» **EXERCISE AIM**:
Make an exact copy of all the entries, with the pictures left out.

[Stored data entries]
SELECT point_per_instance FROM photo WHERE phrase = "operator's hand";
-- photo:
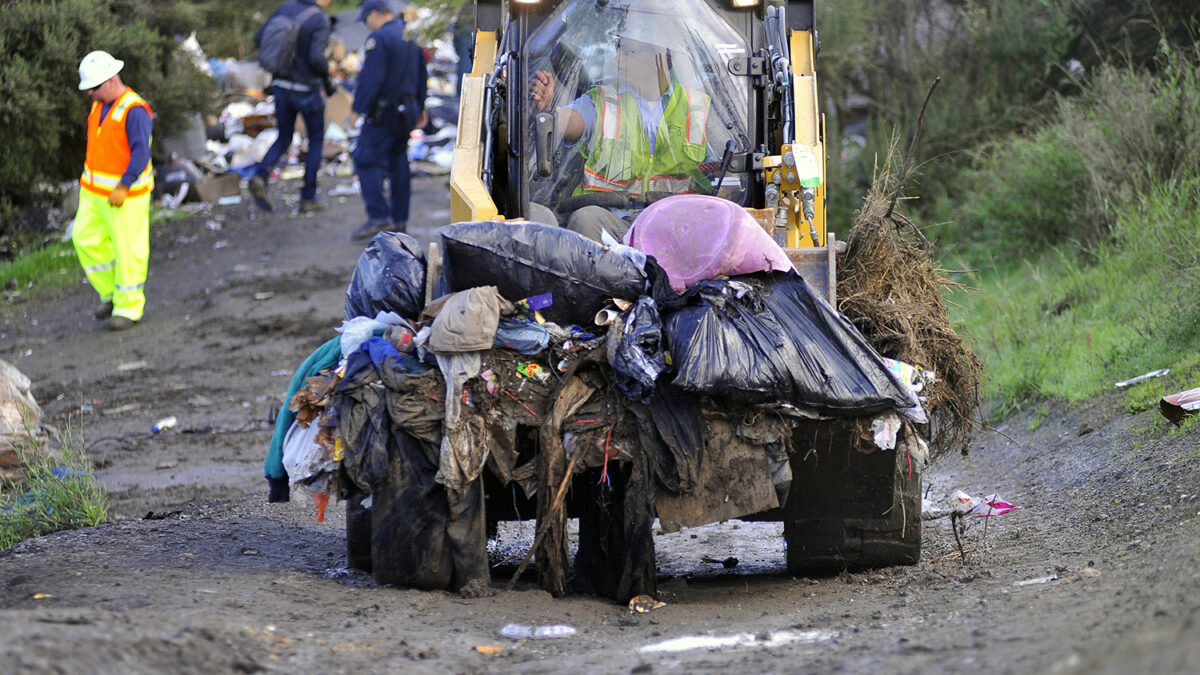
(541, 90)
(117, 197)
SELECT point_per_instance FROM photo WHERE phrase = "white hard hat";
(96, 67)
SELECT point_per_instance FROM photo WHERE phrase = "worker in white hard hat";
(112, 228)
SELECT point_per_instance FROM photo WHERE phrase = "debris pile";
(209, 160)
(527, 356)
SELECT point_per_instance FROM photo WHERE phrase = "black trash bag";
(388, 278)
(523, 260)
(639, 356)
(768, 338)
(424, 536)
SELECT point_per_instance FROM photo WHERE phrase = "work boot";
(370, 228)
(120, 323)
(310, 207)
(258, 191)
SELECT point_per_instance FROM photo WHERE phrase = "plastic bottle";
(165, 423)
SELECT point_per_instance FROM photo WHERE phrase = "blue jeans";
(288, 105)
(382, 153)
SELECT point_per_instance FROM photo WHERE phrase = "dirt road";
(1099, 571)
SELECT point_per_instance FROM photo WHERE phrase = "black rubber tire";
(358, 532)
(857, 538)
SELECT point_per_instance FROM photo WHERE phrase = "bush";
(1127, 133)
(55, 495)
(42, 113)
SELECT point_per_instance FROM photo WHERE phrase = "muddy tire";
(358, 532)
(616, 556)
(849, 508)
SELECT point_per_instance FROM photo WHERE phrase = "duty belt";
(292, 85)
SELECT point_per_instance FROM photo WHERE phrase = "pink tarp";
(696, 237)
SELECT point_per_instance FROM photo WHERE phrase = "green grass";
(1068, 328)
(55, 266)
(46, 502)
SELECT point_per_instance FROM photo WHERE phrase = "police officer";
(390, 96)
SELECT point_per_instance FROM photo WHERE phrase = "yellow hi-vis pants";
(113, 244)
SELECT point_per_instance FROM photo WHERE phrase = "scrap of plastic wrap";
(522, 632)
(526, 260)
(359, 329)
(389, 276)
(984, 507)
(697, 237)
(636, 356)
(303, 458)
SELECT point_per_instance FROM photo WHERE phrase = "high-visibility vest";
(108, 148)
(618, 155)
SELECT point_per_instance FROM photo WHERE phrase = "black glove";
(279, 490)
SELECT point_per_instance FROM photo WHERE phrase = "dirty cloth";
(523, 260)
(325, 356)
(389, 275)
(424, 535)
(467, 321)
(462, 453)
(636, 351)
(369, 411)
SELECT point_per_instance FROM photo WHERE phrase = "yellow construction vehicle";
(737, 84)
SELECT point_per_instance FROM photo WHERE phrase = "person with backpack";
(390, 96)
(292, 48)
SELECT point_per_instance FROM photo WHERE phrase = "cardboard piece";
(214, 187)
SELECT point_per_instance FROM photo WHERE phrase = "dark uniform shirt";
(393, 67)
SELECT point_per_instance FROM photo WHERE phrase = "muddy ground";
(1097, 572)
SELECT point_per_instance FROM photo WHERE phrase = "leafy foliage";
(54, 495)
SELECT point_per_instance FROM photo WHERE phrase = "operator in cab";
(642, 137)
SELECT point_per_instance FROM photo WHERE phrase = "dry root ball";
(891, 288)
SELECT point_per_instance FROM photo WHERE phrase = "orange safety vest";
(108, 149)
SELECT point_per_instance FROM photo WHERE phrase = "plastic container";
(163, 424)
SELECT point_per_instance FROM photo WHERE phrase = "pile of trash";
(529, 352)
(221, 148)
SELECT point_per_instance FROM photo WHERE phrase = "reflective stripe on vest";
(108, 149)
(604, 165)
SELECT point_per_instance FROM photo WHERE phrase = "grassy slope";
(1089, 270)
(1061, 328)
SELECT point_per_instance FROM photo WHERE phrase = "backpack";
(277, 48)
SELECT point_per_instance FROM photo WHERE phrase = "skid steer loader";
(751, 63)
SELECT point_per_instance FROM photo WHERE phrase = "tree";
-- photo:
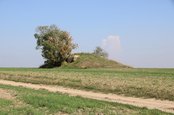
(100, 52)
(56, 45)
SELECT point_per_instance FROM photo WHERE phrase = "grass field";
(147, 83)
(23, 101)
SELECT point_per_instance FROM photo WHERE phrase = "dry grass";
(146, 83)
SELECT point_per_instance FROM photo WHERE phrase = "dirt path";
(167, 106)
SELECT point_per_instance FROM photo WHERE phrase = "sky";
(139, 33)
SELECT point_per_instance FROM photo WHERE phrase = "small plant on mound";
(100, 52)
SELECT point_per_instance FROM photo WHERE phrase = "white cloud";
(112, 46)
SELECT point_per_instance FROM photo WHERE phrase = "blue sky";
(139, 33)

» **TASK RESULT**:
SELECT point_per_instance FROM photo WHERE phrase = "operator's hand";
-- photo:
(541, 90)
(117, 197)
SELECT point_per_instance FROM photo WHERE phrase = "white hard hat";
(96, 67)
SELECT point_per_instance FROM photo WHERE phrase = "worker in white hard hat";
(112, 228)
SELECT point_per_instance FROM photo WHERE phrase = "debris pile";
(209, 160)
(527, 356)
SELECT point_per_instance FROM photo WHERE phrase = "black trash bag";
(388, 278)
(523, 260)
(639, 356)
(768, 338)
(424, 536)
SELECT point_per_instance FROM photo WHERE phrase = "work boot";
(370, 228)
(120, 323)
(310, 207)
(258, 191)
SELECT point_per_instance FROM photo WHERE phrase = "plastic bottle";
(165, 423)
SELECT point_per_instance FROM photo WHERE phrase = "blue jeans";
(288, 105)
(382, 153)
SELECT point_per_instance FROM photo WHERE phrase = "dirt road";
(1099, 571)
SELECT point_per_instance FROM photo WHERE phrase = "black rubber tire";
(358, 532)
(857, 538)
SELECT point_per_instance FROM photo WHERE phrase = "bush";
(1127, 133)
(55, 495)
(42, 113)
SELECT point_per_instance FROM photo WHERE phrase = "muddy tire";
(358, 532)
(616, 556)
(849, 508)
SELECT point_per_instance FROM photo WHERE phrase = "duty belt";
(292, 85)
SELECT point_per_instance FROM photo WHERE phrase = "pink tarp";
(696, 237)
SELECT point_per_instance FROM photo WHERE phrase = "green grass";
(1068, 328)
(55, 266)
(46, 502)
SELECT point_per_instance FROM photo WHERE phrase = "police officer";
(390, 96)
SELECT point_per_instance FROM photo WHERE phrase = "yellow hi-vis pants";
(113, 244)
SELECT point_per_instance FROM photo WHERE phrase = "scrap of plastic wrap";
(522, 632)
(526, 260)
(359, 329)
(389, 276)
(984, 507)
(697, 237)
(636, 356)
(303, 458)
SELECT point_per_instance FROM photo WHERE phrase = "high-visibility vest";
(108, 148)
(618, 155)
SELECT point_per_instance FROM photo WHERE phrase = "black glove";
(279, 490)
SELECT point_per_instance FROM photo WHERE phrase = "dirty cloth";
(523, 260)
(325, 356)
(389, 275)
(424, 535)
(467, 321)
(462, 453)
(636, 351)
(369, 411)
SELECT point_per_instance FROM photo WHERE phrase = "yellow construction vehicle";
(737, 84)
SELECT point_per_instance FROM photo WHERE phrase = "person with backpack";
(390, 96)
(292, 48)
SELECT point_per_instance FROM photo WHERE phrase = "cardboard piece";
(214, 187)
SELECT point_per_instance FROM photo WHERE phrase = "dark uniform shirt";
(393, 67)
SELECT point_per_instance FROM photo WHERE phrase = "muddy ground";
(1097, 572)
SELECT point_per_instance FROM photo WHERE phrase = "leafy foliage";
(54, 495)
SELECT point_per_instance FROM photo WHERE phrase = "operator in cab";
(642, 137)
SELECT point_per_instance FROM photo WHERE phrase = "dry root ball";
(891, 288)
SELECT point_per_instance FROM photo WHERE phrase = "orange safety vest";
(108, 149)
SELECT point_per_instance FROM photo WHERE phrase = "plastic container";
(163, 424)
SELECT point_per_instance FROM photo WHERE phrase = "pile of trash";
(529, 352)
(221, 148)
SELECT point_per_instance FROM photo WHERE phrase = "reflective stripe on vest";
(108, 149)
(604, 165)
SELECT point_per_instance FROM photo WHERE phrase = "grassy slope";
(1089, 270)
(1061, 328)
SELECT point_per_instance FROM photo WHERE phrase = "backpack";
(277, 48)
SELECT point_per_instance FROM photo WHERE phrase = "skid steer loader";
(751, 63)
SELECT point_per_instance FROM photo WHERE phrase = "tree";
-- photo:
(100, 52)
(56, 45)
SELECT point_per_instance FROM photo WHERE phrase = "grass field";
(147, 83)
(23, 101)
SELECT point_per_instance FROM photo WHERE phrase = "dry grass";
(146, 83)
SELECT point_per_instance FROM photo WHERE phrase = "dirt path";
(167, 106)
SELECT point_per_instance FROM photo WHERE phrase = "sky";
(139, 33)
SELECT point_per_instance FROM photo WHERE phrase = "small plant on mound";
(100, 52)
SELECT point_per_instance FROM photo WHERE phrase = "white cloud";
(112, 46)
SELECT point_per_instance FROM photo WHERE phrase = "blue sky";
(139, 33)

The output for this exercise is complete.